**WHAT NEEDS TO BE DONE**
Please reproduce only the lines of the listing from the line holding "black belt: detect & box" through the end of the listing, inclusive, keeping the requests as they are. Rescale every bounding-box coordinate in the answers by 1.35, rounding to whole numbers with halves rounded up.

**STORED RECORDS**
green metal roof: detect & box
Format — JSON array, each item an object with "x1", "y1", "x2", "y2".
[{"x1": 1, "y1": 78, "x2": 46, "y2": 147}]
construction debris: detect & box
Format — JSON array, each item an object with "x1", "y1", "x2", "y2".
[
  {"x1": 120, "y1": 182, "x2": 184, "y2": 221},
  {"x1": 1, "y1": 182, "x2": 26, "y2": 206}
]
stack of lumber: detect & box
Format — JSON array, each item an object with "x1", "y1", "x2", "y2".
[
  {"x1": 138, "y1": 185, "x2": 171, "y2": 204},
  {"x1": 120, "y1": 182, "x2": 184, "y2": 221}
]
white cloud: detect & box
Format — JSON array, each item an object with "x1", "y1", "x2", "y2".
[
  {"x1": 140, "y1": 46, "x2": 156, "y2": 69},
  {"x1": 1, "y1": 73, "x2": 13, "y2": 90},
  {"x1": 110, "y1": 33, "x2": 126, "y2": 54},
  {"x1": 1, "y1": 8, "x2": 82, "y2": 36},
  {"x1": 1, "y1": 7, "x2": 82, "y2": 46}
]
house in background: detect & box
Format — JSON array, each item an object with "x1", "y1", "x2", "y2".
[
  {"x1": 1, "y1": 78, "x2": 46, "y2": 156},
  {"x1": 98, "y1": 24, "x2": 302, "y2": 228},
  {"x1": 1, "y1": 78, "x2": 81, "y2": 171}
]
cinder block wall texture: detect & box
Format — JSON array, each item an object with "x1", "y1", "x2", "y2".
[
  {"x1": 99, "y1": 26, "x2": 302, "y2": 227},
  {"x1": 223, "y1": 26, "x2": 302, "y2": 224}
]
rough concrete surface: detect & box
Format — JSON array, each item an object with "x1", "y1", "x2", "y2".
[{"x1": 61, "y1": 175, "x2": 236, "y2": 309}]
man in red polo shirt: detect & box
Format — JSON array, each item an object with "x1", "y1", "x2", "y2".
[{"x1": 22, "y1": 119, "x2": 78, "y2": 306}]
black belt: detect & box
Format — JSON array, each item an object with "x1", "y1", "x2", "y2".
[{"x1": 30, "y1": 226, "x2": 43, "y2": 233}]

**WRITTEN ANSWER**
black belt: detect & box
Format — JSON array, each item an object with "x1", "y1", "x2", "y2".
[{"x1": 41, "y1": 305, "x2": 58, "y2": 315}]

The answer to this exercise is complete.